Given entries start
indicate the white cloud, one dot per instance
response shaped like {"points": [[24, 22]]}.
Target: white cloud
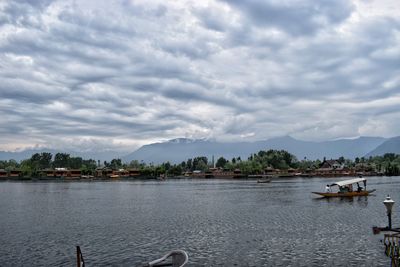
{"points": [[104, 75]]}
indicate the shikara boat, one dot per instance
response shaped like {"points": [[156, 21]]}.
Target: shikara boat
{"points": [[345, 189], [264, 180]]}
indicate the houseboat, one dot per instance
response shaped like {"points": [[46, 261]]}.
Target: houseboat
{"points": [[346, 189]]}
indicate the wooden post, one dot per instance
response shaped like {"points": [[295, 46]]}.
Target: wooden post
{"points": [[79, 257]]}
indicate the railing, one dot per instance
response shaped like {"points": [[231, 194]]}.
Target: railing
{"points": [[392, 248]]}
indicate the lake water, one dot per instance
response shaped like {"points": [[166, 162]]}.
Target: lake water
{"points": [[218, 223]]}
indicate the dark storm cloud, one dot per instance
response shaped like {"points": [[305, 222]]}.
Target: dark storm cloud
{"points": [[294, 17], [132, 72]]}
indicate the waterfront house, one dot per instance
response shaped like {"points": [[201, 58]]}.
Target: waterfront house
{"points": [[331, 165], [49, 173], [74, 173], [133, 172], [3, 173], [15, 173], [60, 172]]}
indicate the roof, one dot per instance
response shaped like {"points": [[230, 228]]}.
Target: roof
{"points": [[351, 181]]}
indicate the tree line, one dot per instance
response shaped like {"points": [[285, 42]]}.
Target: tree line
{"points": [[388, 164]]}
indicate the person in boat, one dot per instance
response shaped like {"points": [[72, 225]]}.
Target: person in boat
{"points": [[359, 188], [327, 189]]}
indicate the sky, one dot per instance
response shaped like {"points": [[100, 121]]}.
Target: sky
{"points": [[95, 75]]}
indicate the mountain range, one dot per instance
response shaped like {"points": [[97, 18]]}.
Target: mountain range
{"points": [[178, 150]]}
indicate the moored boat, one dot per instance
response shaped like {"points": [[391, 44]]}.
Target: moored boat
{"points": [[345, 189]]}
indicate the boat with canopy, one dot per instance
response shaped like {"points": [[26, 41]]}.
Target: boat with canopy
{"points": [[346, 188]]}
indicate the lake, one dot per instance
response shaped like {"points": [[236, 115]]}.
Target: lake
{"points": [[217, 222]]}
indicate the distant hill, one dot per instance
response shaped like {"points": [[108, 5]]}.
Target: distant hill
{"points": [[26, 154], [177, 150], [391, 145]]}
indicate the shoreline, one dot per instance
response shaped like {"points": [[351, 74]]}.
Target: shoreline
{"points": [[151, 178]]}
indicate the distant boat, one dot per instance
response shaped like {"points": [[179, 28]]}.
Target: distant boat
{"points": [[345, 189], [264, 180], [261, 178], [175, 258]]}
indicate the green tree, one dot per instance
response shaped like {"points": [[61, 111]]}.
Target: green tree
{"points": [[221, 162]]}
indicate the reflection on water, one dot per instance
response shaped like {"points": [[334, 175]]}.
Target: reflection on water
{"points": [[218, 222]]}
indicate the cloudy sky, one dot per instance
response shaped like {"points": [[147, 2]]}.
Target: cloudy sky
{"points": [[99, 75]]}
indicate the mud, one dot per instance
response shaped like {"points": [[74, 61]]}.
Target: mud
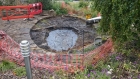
{"points": [[43, 28]]}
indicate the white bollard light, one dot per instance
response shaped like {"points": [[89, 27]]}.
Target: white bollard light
{"points": [[25, 50]]}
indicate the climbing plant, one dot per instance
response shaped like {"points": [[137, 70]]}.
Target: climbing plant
{"points": [[120, 20]]}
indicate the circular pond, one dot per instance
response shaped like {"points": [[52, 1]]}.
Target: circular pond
{"points": [[62, 33], [61, 39]]}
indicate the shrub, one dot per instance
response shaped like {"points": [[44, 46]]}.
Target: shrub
{"points": [[1, 3], [83, 4], [20, 71], [59, 10]]}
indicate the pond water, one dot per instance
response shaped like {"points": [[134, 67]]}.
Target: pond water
{"points": [[61, 39]]}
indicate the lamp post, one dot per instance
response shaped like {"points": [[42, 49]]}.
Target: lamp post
{"points": [[25, 50]]}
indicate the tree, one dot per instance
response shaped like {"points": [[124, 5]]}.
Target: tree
{"points": [[47, 4], [120, 20]]}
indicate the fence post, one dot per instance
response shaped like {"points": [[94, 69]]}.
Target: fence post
{"points": [[25, 50]]}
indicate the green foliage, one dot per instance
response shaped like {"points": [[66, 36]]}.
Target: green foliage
{"points": [[58, 9], [47, 4], [20, 71], [120, 19], [90, 48], [83, 4], [1, 3], [6, 65]]}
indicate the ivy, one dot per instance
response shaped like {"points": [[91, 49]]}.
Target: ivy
{"points": [[120, 20]]}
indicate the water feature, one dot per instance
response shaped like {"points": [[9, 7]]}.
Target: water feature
{"points": [[62, 34], [61, 39]]}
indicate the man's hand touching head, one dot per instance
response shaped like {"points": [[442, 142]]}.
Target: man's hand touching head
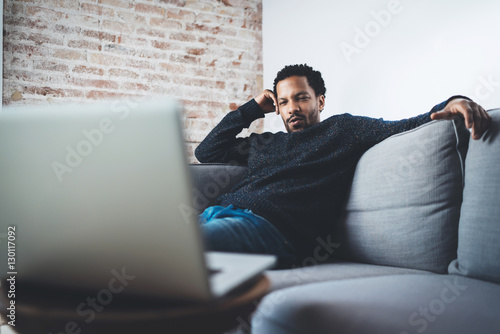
{"points": [[267, 102]]}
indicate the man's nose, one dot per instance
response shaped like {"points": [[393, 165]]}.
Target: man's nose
{"points": [[292, 107]]}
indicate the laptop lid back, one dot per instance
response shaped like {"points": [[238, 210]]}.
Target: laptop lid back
{"points": [[99, 195]]}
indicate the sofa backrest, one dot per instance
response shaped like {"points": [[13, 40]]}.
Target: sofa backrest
{"points": [[404, 204], [479, 227]]}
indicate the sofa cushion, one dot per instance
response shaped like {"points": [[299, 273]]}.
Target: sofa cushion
{"points": [[430, 304], [281, 279], [404, 204], [479, 228]]}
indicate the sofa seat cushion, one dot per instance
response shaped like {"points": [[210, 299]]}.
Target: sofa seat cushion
{"points": [[404, 204], [331, 272], [479, 227], [430, 304]]}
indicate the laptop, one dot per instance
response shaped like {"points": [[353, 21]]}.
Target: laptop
{"points": [[99, 196]]}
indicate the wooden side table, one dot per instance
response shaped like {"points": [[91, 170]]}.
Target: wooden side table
{"points": [[48, 312]]}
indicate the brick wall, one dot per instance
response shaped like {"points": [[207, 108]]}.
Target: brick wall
{"points": [[206, 53]]}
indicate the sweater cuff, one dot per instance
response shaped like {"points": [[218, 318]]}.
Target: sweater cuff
{"points": [[251, 111]]}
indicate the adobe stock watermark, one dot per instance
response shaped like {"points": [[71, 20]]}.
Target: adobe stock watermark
{"points": [[92, 138], [425, 315], [92, 305], [363, 36], [322, 253]]}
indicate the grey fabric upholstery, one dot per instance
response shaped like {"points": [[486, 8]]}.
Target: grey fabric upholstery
{"points": [[281, 279], [479, 229], [405, 199], [402, 304]]}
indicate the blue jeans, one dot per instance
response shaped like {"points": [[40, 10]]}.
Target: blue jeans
{"points": [[231, 229]]}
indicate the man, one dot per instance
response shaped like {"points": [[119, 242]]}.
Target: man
{"points": [[297, 181]]}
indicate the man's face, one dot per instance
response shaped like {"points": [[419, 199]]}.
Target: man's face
{"points": [[298, 104]]}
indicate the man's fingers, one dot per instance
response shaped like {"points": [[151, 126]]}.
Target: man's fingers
{"points": [[476, 128], [442, 114]]}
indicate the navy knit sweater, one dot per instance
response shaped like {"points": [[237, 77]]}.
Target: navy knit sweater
{"points": [[298, 181]]}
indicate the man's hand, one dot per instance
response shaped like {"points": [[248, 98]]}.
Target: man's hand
{"points": [[267, 102], [476, 118]]}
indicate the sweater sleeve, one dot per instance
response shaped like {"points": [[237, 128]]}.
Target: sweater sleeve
{"points": [[221, 145], [374, 131]]}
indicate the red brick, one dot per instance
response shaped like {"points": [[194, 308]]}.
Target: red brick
{"points": [[136, 86], [69, 54], [182, 15], [197, 52], [88, 70], [151, 32], [161, 45], [166, 24], [117, 3], [50, 66], [122, 72], [82, 44], [179, 3], [97, 10], [45, 13], [100, 35], [67, 29], [99, 94], [27, 50], [150, 9], [183, 37], [184, 59], [89, 83], [142, 64]]}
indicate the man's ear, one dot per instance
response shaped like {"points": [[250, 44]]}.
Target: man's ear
{"points": [[321, 102]]}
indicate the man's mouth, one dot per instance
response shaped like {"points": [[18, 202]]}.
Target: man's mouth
{"points": [[294, 120]]}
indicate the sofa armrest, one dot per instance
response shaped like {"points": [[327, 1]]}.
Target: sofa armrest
{"points": [[212, 180]]}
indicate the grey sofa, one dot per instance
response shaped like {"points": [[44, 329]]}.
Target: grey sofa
{"points": [[417, 249]]}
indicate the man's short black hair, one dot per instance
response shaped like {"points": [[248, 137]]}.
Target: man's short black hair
{"points": [[314, 78]]}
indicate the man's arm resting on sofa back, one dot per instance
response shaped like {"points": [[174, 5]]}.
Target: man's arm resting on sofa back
{"points": [[476, 118]]}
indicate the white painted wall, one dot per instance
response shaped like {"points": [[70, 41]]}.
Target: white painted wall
{"points": [[387, 58]]}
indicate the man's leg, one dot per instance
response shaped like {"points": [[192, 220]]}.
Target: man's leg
{"points": [[230, 229]]}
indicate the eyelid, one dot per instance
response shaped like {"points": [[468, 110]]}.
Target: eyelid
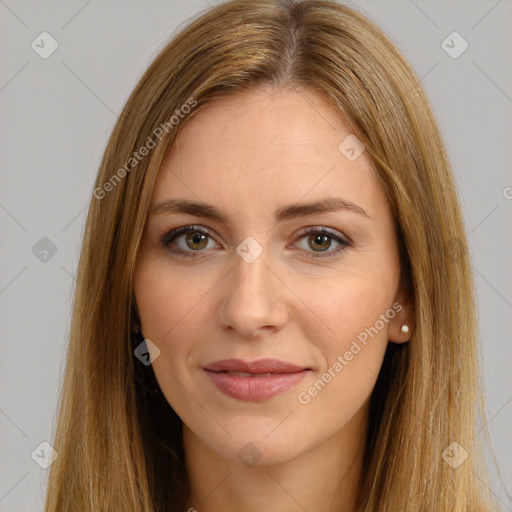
{"points": [[344, 241]]}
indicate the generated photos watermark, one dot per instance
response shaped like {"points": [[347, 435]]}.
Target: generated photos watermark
{"points": [[145, 149]]}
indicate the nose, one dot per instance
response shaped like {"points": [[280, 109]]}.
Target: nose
{"points": [[253, 298]]}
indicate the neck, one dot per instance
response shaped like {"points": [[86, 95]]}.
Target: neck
{"points": [[325, 477]]}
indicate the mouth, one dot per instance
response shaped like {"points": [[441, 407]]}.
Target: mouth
{"points": [[254, 381]]}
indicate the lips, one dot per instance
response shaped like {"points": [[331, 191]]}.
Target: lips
{"points": [[260, 366], [254, 381]]}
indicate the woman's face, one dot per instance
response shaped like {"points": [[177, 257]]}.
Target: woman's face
{"points": [[248, 283]]}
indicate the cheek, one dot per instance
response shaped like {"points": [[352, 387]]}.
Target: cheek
{"points": [[167, 300]]}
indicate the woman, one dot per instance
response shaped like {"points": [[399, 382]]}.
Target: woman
{"points": [[269, 311]]}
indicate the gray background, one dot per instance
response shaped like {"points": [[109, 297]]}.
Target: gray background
{"points": [[57, 114]]}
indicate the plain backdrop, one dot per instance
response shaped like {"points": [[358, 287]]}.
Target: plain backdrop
{"points": [[57, 114]]}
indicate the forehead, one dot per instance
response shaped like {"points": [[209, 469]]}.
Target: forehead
{"points": [[266, 147]]}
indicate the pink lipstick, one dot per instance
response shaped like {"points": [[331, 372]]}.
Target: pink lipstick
{"points": [[254, 381]]}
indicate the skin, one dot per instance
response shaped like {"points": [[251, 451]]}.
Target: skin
{"points": [[250, 154]]}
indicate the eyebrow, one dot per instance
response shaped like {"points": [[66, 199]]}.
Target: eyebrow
{"points": [[291, 211]]}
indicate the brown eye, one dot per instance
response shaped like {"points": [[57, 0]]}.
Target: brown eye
{"points": [[187, 240], [320, 242], [196, 241]]}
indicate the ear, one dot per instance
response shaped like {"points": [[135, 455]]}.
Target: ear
{"points": [[404, 308]]}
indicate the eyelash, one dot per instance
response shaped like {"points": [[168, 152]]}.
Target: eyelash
{"points": [[169, 237]]}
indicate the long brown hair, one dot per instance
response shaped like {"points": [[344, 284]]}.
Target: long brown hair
{"points": [[119, 441]]}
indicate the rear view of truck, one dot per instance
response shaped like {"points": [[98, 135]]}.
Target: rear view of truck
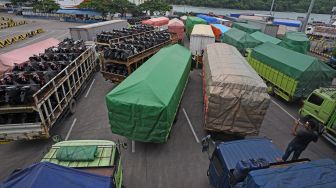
{"points": [[101, 157], [37, 93], [254, 163], [235, 97], [320, 107], [290, 75]]}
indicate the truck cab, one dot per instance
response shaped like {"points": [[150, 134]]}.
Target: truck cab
{"points": [[226, 156], [321, 106], [100, 157], [254, 163]]}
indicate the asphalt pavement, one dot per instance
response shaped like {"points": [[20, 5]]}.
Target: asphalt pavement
{"points": [[177, 163]]}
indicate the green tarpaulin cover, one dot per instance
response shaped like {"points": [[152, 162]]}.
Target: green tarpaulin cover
{"points": [[240, 39], [309, 71], [296, 41], [265, 38], [143, 107], [76, 153], [246, 27], [191, 21]]}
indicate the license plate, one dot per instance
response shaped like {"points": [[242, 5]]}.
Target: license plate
{"points": [[4, 142]]}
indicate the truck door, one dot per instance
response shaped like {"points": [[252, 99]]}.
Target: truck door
{"points": [[216, 172]]}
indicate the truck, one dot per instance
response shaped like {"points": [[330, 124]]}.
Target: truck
{"points": [[254, 163], [110, 67], [235, 97], [289, 74], [101, 157], [50, 103], [144, 106], [76, 163], [320, 106], [88, 32]]}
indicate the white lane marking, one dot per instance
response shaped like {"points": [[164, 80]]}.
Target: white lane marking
{"points": [[290, 115], [87, 93], [69, 132], [42, 35], [133, 146], [61, 36], [191, 127]]}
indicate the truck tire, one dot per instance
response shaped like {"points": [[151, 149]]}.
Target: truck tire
{"points": [[72, 106]]}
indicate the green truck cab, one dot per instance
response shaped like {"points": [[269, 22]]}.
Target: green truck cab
{"points": [[289, 74], [321, 106], [100, 157]]}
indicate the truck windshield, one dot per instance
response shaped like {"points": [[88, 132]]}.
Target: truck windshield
{"points": [[315, 99], [217, 164]]}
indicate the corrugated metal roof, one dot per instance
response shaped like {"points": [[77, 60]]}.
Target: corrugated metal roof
{"points": [[202, 30], [78, 12], [99, 24], [235, 151], [287, 22], [105, 153]]}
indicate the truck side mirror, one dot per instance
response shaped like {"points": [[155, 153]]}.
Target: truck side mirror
{"points": [[205, 143]]}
Given entries end
Goal =>
In the records above, return only the line that contains "indicate the white lane" and every line after it through the last, exactly as they appear.

Finished answer =>
indicate the white lane marking, one dot per instance
response shaped like {"points": [[164, 80]]}.
Target: white lane marking
{"points": [[290, 115], [87, 93], [69, 132], [42, 35], [133, 146], [61, 36], [191, 127]]}
indicate the truck tire, one dot per instance
response shaped like {"points": [[151, 149]]}.
Target: truck tire
{"points": [[72, 106]]}
indicate the green truck cab, one dot per instance
response shaped like {"points": [[269, 22]]}.
Target: green truck cab
{"points": [[289, 74], [321, 106], [100, 157]]}
indicate the truck windshield, one dot per instance
response shaped like {"points": [[88, 132]]}.
Target: truck windshield
{"points": [[315, 99], [217, 164]]}
indicate the corrugated metal roof, one dot per instance
response shaped like {"points": [[77, 60]]}.
Target: corrugated metal roof
{"points": [[202, 30], [78, 12], [99, 24], [235, 151], [287, 22], [105, 153]]}
indicate the truck side mirror, one dot per instance
response shaped like {"points": [[155, 153]]}.
Target: truck side mirror
{"points": [[205, 143]]}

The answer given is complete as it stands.